GIVEN REQUEST: Can you echo the material below verbatim, from the line containing "Find the pale" through its last line, both included, and leave the pictures out?

──────

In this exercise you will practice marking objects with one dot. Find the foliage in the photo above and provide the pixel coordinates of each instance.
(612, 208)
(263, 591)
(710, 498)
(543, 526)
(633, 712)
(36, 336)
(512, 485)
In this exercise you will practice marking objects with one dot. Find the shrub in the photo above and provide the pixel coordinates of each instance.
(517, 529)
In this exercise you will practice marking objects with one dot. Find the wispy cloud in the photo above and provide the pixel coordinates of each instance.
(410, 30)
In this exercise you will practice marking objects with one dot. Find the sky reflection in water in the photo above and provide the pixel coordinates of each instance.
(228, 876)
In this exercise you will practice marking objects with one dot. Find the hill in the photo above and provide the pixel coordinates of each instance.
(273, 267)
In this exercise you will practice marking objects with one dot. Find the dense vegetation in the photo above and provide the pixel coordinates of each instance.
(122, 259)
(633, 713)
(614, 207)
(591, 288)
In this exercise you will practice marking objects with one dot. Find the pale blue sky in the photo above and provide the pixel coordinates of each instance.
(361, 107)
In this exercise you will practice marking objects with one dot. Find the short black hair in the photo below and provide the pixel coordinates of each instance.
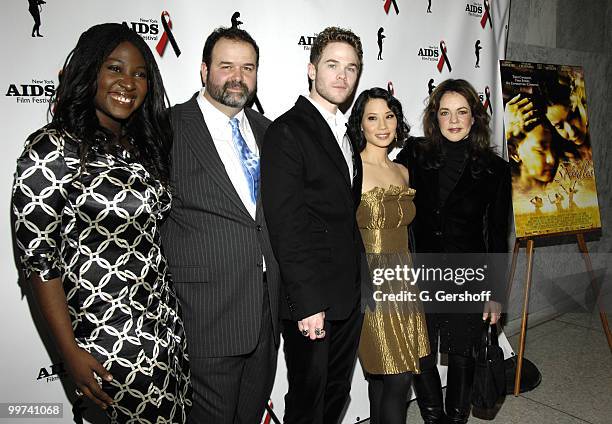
(230, 33)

──────

ANSWER IN FULL:
In this exercise you will practice marking objects with one dot. Find the pale blue sky in the photo above and provide the pixel coordinates of each instance.
(361, 107)
In this exercise you will practice marking objects with one dot. Find the short black hair in the photo below and provide the pixel coordinates of each instance.
(230, 33)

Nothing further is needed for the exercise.